Und das ist nur ein Punkt in einer langen Krankenakte. Das Büro „Müller – Kompetenz für Bäume“ untersucht und beobachtet die 1983 als Naturdenkmal ausgewiesene Eiche schon seit Jahren. Diesen Sommer habe man erstmals Fruchtkörper des Schadpilzes Schwefelporling am Fuß des Stammes festgestellt, berichtete Christoph. Das ist ein Alarmzeichen, denn wenn der Pilz an die Außenfläche komme, sei das Bauminnere schon komplett mit seinen fadenförmigen Zellen durchzogen. Im Fall der Bühleiche „haben wir einen komplett zersetzten Holzkörper, das haben wir messtechnisch nachgewiesen“, so der Gutachter.

Die Fruchtkörper sind in einer sogenannten Blitzrinne erschienen, einer Wunde, die leicht zum Infektionsherd werde. Auch die Ausbruchstelle eines Hauptastes sei ein Schwachpunkt, zumal sie mit einer wasserdichten Schicht verschlossen wurde. Das machte man früher so, dadurch werde aber im Inneren Feuchtigkeit gefangen und verursache Fäulnis. Den etwas unproportionierten Wuchs der Eiche, die im oberen Stammbereich verdickt wirkt, führt Christoph darauf zurück, dass sie in der Vergangenheit vermutlich zwei Mal „auf den Kopf gesetzt“, also die Krone gekappt wurde. Deshalb seien auch die Äste relativ dünn; sie trieben danach wieder aus. Weitere Pilzarten wurden am Baum gefunden, Querrisse und Falten in der Rinde sind ein Hinweis darauf, dass die Statik nicht mehr stimmt und der Stamm das Gewicht nicht mehr tragen kann. Dass die Seile, die irgendwann zur Bruchsicherung in die Krone eingebracht wurden, unter Spannung stehen, sieht der Gutachter als weiteres Zeichen: Da arbeite etwas.

Flapsig ausgedrückt hat die ehrwürdige alte Eiche also keineswegs nur Fußpilz, sie hängt richtig in den Seilen. Und ist dabei doch ein wertvoller Lebensraum für zahlreiche Lebewesen, von Bohrkäfern bis hin zu Vögeln und Mäusen, die im hohlen Stamm hausen. Auch der Juchtenkäfer könnte sich hier wohlfühlen, sagte Christoph. Der wurde zwar nicht nachgewiesen, wohl aber der Große Eichenbock und weitere geschützte und streng geschützte Arten.

Als Habitatbaum, wie Biologen sagen, ist die Bühleiche also unbedingt erhaltenswert. Das betonte der Gutachter, der mit seiner Darstellung der vorgeschlagenen Sicherungsmaßnahme eine Schrecksekunde im Ausschuss auslöste. Sämtliche Äste müssen demzufolge auf einen bis 1,5 Meter Länge gekürzt werden. Übrig bleibt da keine Krone, sondern eher ein Stamm mit einer Art Stoppelfrisur.

▶ Arbeitsanweisung 1
Aktualisiere im Text über die Bühleiche die Stelle von „Als Habitatbaum, wie“ bis „einer Art Stoppelfrisur.“, indem du „Stoppelfrisur“ durch „Bürstenschnitt“ ersetzt.
▶ Arbeitsanweisung 2
Zähle alle Tiere auf, die im Text über die Bühleiche genannt werden.

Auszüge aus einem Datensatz
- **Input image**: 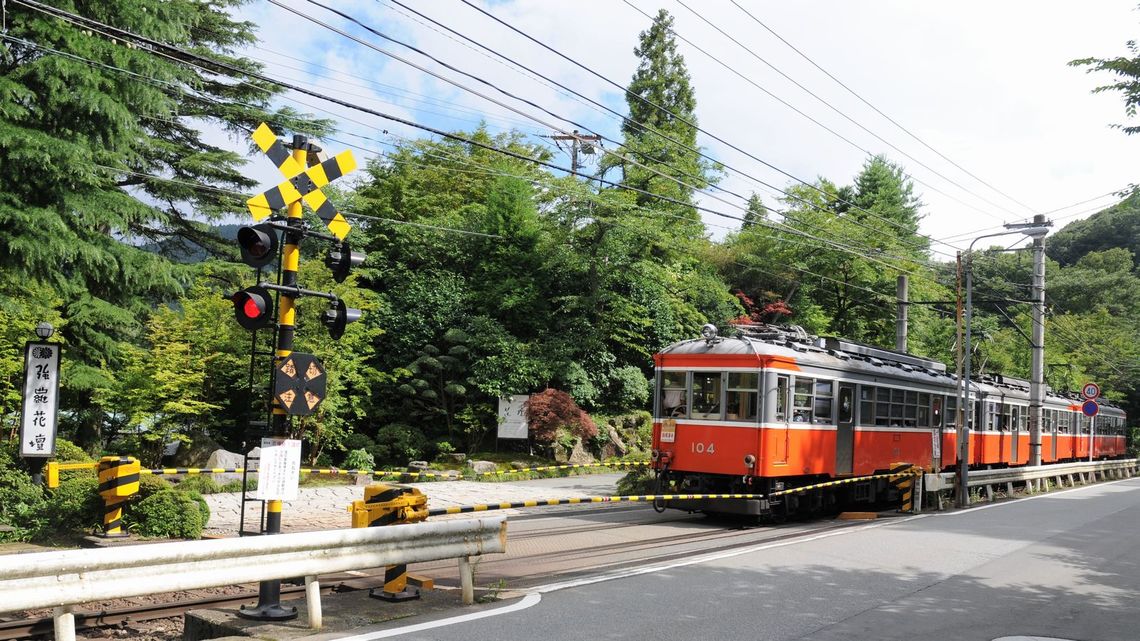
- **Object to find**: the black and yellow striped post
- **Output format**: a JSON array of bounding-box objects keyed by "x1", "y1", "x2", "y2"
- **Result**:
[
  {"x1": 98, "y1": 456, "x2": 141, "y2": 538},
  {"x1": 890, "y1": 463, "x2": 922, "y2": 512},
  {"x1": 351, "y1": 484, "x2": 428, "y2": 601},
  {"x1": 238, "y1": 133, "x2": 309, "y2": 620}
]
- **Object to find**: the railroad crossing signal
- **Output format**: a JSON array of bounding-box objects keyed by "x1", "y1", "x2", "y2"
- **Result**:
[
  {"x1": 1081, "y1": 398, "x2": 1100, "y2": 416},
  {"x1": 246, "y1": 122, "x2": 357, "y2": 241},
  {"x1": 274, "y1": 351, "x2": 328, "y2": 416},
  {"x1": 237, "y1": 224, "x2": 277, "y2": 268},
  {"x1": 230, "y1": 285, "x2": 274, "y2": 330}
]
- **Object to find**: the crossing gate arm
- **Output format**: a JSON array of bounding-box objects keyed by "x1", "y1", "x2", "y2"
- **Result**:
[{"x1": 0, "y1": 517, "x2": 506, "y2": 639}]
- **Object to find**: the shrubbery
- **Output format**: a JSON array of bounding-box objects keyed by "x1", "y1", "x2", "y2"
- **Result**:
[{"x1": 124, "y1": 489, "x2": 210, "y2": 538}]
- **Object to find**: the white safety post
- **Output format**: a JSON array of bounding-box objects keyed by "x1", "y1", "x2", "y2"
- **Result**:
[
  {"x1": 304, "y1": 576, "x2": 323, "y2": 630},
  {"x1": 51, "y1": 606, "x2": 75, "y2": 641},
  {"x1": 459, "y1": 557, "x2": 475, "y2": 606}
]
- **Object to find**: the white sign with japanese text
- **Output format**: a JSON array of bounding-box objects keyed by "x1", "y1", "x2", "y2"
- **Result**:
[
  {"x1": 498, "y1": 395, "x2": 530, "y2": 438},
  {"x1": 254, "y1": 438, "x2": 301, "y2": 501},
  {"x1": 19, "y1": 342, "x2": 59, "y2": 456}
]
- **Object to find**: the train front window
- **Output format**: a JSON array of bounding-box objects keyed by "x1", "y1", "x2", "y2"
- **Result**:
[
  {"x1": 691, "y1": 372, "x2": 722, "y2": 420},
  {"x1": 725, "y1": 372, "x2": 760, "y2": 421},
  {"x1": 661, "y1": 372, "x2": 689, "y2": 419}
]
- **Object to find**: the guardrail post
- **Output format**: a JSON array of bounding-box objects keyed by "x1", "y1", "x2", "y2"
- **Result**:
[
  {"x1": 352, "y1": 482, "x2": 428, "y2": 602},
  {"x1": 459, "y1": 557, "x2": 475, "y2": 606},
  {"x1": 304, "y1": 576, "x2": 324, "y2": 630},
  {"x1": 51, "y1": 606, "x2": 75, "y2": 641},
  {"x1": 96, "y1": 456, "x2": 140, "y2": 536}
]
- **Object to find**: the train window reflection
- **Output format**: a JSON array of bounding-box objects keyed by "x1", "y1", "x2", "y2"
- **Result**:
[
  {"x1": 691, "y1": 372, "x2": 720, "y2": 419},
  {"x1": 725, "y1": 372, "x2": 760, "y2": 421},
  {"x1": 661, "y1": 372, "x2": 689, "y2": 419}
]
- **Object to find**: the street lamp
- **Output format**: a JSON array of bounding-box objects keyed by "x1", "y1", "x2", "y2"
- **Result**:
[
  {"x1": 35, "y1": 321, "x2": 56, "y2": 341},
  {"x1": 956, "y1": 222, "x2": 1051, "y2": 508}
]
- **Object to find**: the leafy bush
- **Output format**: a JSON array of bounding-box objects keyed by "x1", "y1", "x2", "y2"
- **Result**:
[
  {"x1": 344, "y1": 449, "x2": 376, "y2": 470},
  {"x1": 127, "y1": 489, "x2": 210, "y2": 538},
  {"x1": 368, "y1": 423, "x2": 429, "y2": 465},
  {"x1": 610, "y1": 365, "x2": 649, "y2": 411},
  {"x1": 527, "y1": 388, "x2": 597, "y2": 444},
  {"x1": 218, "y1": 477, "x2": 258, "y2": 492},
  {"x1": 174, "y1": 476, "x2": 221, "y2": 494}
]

--

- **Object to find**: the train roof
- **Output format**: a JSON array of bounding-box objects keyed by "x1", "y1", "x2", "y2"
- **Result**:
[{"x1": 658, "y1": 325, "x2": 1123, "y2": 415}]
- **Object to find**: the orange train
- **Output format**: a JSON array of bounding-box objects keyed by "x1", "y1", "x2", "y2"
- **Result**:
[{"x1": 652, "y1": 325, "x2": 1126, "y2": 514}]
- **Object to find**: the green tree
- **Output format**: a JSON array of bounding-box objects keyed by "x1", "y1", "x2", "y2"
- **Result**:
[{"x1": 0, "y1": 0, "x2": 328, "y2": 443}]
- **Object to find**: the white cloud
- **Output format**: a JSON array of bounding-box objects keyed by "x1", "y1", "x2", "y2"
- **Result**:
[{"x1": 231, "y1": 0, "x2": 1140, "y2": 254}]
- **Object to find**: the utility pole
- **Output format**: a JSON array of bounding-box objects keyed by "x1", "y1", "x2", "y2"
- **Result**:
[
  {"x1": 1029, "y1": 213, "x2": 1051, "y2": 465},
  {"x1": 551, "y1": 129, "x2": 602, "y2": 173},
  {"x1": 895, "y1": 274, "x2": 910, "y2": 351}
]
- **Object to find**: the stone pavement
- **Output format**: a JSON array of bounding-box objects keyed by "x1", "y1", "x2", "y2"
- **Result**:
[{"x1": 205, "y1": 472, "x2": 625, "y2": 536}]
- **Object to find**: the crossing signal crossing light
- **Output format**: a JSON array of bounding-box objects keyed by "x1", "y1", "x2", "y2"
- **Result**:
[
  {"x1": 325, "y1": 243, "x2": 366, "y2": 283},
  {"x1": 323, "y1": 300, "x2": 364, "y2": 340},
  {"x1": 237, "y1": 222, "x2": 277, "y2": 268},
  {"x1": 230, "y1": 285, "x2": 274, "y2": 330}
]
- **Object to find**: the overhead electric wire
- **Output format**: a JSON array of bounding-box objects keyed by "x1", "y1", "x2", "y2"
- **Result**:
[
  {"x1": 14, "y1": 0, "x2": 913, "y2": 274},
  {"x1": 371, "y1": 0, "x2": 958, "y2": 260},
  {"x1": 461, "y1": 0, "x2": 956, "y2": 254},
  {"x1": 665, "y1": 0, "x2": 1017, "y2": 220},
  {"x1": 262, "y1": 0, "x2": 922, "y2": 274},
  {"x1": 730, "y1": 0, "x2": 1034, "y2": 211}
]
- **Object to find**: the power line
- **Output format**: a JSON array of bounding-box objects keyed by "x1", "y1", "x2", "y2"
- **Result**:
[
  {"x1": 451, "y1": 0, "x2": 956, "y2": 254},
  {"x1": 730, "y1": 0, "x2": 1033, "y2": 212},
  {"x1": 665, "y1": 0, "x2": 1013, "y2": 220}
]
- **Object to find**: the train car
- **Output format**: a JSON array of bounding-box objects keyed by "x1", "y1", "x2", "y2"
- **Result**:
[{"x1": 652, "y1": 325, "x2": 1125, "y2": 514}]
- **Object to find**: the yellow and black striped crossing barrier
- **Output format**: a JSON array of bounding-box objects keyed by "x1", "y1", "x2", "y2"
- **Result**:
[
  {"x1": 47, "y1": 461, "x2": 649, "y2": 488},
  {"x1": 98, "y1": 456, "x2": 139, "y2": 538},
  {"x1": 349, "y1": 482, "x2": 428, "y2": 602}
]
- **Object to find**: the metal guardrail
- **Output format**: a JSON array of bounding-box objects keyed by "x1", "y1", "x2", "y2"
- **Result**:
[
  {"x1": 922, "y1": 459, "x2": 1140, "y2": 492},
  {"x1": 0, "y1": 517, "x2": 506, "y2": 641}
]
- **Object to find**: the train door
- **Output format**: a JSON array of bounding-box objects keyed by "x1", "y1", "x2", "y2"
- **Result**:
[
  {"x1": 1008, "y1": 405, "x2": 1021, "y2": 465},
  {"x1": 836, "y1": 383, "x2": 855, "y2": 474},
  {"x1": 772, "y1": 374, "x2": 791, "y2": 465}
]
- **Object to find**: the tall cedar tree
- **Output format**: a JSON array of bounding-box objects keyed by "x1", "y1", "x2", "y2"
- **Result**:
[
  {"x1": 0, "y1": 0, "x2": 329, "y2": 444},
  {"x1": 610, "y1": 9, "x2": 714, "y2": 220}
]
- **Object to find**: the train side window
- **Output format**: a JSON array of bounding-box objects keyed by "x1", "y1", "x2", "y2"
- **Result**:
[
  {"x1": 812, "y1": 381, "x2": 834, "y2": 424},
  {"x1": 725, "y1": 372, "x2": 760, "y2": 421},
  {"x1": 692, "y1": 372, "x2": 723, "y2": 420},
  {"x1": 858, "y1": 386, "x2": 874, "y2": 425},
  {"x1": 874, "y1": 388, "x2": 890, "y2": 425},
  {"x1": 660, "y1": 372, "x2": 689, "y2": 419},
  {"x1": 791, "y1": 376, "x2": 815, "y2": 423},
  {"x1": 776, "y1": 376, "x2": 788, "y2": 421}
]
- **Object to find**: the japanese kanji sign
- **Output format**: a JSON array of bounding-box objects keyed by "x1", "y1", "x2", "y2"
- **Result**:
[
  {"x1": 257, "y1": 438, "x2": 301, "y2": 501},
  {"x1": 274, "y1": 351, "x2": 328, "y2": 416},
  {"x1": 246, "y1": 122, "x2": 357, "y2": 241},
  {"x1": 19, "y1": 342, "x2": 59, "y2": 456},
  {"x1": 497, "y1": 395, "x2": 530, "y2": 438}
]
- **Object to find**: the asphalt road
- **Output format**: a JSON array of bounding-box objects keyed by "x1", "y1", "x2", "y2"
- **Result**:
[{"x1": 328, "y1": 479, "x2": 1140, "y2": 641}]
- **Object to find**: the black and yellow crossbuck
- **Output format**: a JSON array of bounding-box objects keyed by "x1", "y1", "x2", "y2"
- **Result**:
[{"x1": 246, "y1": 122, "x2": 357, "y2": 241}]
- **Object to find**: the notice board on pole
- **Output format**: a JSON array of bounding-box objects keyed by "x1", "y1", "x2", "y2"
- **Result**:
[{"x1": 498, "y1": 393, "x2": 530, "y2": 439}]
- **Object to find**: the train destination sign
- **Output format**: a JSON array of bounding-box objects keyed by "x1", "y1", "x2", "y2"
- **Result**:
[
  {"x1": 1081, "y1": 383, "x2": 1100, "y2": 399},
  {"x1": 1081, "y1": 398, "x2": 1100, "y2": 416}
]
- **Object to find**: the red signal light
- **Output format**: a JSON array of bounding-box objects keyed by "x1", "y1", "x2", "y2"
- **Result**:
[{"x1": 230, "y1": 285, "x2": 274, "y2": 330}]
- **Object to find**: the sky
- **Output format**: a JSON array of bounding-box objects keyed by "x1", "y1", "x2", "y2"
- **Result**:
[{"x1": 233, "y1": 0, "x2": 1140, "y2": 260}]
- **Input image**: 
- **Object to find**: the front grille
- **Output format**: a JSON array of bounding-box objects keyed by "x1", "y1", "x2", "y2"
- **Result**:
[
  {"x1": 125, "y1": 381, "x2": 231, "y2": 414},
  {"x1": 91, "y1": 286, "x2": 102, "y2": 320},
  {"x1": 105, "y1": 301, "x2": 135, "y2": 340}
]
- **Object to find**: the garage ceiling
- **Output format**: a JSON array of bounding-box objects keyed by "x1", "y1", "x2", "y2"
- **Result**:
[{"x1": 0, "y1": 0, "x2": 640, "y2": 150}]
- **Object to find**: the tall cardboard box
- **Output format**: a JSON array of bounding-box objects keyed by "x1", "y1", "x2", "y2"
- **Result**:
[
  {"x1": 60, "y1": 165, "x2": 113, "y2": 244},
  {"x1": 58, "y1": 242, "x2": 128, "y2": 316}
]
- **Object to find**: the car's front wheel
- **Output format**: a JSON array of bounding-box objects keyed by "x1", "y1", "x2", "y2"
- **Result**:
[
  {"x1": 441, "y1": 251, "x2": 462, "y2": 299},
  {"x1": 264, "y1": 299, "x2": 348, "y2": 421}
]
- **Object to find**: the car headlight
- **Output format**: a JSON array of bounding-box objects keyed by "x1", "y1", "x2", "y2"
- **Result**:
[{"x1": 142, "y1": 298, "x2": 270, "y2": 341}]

▶ Schriftliche Lösung 1
Als Habitatbaum, wie Biologen sagen, ist die Bühleiche also unbedingt erhaltenswert. Das betonte der Gutachter, der mit seiner Darstellung der vorgeschlagenen Sicherungsmaßnahme eine Schrecksekunde im Ausschuss auslöste. Sämtliche Äste müssen demzufolge auf einen bis 1,5 Meter Länge gekürzt werden. Übrig bleibt da keine Krone, sondern eher ein Stamm mit einer Art Bürstenschnitt.

▶ Schriftliche Lösung 2
- Bohrkäfer
- Vögel
- Mäuse
- Juchtenkäfer
- Großer Eichenbock